[Referring expression data]
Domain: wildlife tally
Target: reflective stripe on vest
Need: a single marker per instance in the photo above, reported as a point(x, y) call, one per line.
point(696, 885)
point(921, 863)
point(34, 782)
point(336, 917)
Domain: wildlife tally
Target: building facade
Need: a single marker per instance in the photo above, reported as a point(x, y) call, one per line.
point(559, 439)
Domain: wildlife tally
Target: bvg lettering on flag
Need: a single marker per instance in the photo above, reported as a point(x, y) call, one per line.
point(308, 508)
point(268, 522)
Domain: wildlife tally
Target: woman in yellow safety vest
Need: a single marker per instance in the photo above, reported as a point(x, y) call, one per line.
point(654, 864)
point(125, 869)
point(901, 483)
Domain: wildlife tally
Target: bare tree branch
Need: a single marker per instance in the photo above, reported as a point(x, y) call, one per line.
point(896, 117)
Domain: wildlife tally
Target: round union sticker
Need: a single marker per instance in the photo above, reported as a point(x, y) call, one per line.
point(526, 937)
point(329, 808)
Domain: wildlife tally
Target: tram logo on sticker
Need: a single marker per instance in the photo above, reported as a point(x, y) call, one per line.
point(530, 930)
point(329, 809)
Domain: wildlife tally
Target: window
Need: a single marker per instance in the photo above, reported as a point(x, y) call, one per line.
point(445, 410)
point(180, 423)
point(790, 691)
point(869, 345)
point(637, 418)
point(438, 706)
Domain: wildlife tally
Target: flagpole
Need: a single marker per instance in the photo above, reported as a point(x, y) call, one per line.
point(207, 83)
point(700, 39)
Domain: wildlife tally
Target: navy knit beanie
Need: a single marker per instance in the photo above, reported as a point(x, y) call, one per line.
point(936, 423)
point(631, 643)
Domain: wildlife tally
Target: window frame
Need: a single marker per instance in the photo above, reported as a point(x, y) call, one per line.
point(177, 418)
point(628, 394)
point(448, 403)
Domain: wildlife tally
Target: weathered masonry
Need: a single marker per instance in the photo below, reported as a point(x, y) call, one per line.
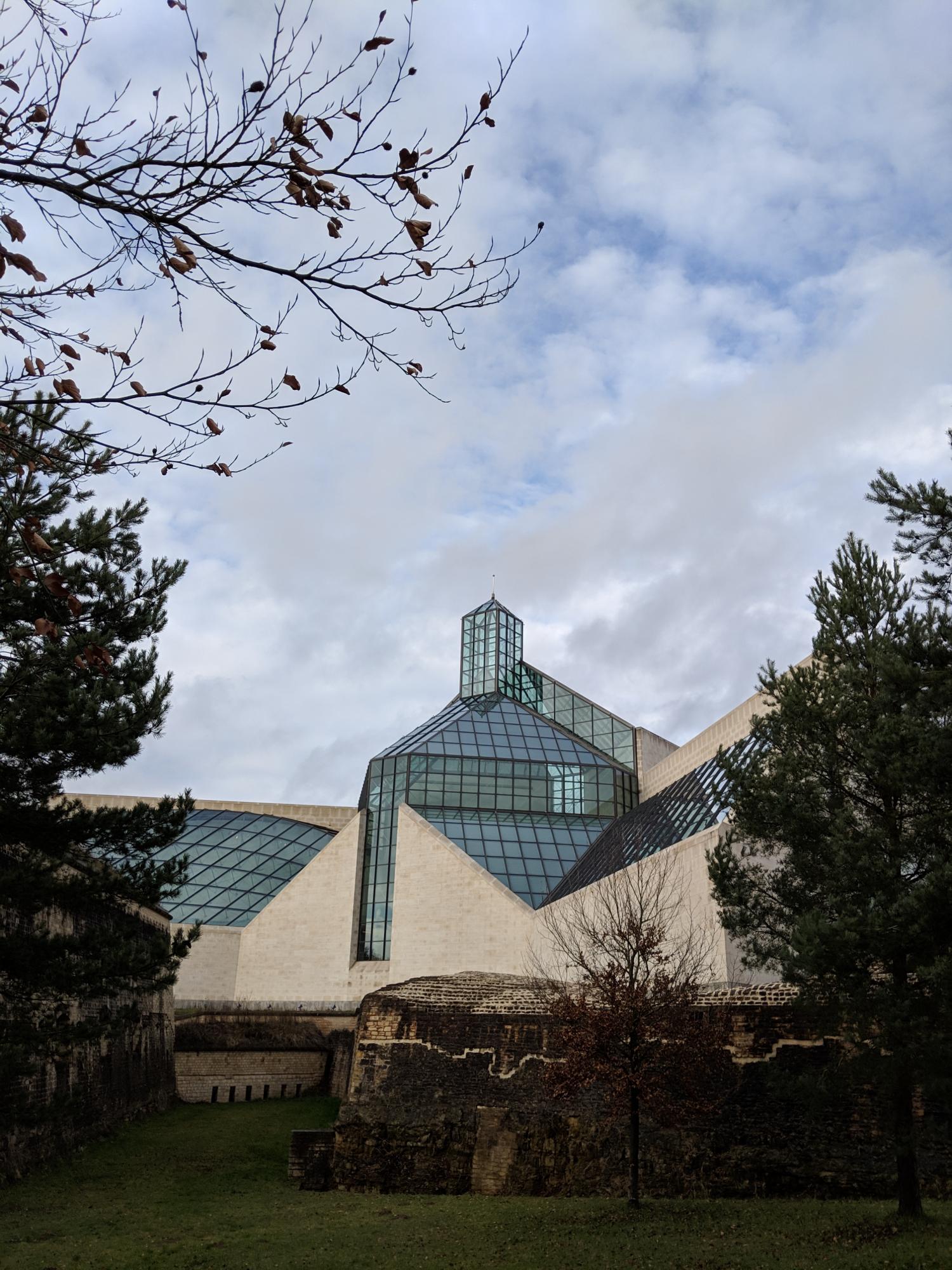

_Aim of the exercise_: Once you have identified the lines above that contain "sticker", copy each of them.

_Answer section_:
Target: round union sticker
Target: tram logo on sticker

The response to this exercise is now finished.